• Exercise text
Currently, I find myself living in two biblical worlds. Scriptures one puts me decidedly in the Old Testament while Scriptures three flips the page and throws me into the New Testament causing me to consider the parallelisms and divergences of these two halves of Holy writing we call our Bible. I would like to bring to attention the character of God in the Old in comparison with the character of God in the New.
The God we read in Genesis and Exodus is a decidedly different character than that of Matthew, Mark, and Luke. In the Old Testament we meet a deity surrounded by mystery. It seems as if Old Testament God has a bit of a problem with violence and thus a problem relating to his creation on a human level. When we read of this God I can not help but think that the God we worship today must not be the same guy...or at least if it is he got some serious counseling in the middle ages. The God of the Old Testament invokes fear and awe. One can not look upon his face or bear to be in his presence. The world of this God is inhabited by giants, mysterious appearances of food, disappearances of the pious, slavery, fire raining down for the sky, and water wiping out the world. Who wouldn't be afraid?

• Work instructions
[1] In the essay on God in the two Testaments, which three Gospel writers are named?
[2] From the essay on God in the two Testaments, extract the passage starting with "The God we read" and going on through "wouldn't be afraid?".
[3] Extend the essay on God in the Old and New Testaments, picking up right after its last sentence.
The listing that comes next is separate material and has no connection to the essay on God in the two Testaments.

• Material shown
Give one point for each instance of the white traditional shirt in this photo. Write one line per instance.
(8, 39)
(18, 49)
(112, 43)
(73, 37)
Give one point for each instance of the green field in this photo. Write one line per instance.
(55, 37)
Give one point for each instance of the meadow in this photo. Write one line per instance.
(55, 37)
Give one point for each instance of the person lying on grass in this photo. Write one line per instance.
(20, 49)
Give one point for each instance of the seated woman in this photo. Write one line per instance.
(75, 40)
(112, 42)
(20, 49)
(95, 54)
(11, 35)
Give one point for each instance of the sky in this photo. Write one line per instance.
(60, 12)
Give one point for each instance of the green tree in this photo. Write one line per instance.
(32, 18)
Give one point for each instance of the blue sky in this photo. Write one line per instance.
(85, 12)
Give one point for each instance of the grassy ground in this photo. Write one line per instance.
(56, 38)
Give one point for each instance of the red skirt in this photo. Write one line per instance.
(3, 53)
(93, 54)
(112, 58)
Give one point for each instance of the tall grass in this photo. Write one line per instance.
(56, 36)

--

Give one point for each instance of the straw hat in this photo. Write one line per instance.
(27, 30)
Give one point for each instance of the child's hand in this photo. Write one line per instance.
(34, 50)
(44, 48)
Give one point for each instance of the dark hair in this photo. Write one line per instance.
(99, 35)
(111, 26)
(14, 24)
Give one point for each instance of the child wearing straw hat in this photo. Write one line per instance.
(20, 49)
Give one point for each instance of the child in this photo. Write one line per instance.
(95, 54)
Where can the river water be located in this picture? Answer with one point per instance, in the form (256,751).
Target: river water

---

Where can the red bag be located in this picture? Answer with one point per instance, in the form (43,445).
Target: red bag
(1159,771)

• Written answers
[1] Matthew, Mark, and Luke.

[2]
The God we read in Genesis and Exodus is a decidedly different character than that of Matthew, Mark, and Luke. In the Old Testament we meet a deity surrounded by mystery. It seems as if Old Testament God has a bit of a problem with violence and thus a problem relating to his creation on a human level. When we read of this God I can not help but think that the God we worship today must not be the same guy...or at least if it is he got some serious counseling in the middle ages. The God of the Old Testament invokes fear and awe. One can not look upon his face or bear to be in his presence. The world of this God is inhabited by giants, mysterious appearances of food, disappearances of the pious, slavery, fire raining down for the sky, and water wiping out the world. Who wouldn't be afraid?

[3]
But then I go to the Gospel and I read of God incarnate. Though Jesus is mysterious, powerful, and a little bit frightening he is also a man. A man that can relate to the plight of humanity in a way that the God of Noah, Moses, and Abraham could not because this time around God didn't just make humans...he was human. He had friends and relatives. He slept, ate, and wept. He was that guy from Nazareth who knew how to make chairs. This all elementary stuff but reading the Old and New Testaments parallel has brought to light the necessity and outright brilliance of the incarnation.
While we tend to fear the God of Old and revere the God of the New I say we should remember that they are one in the same...both deserving of love...and fear.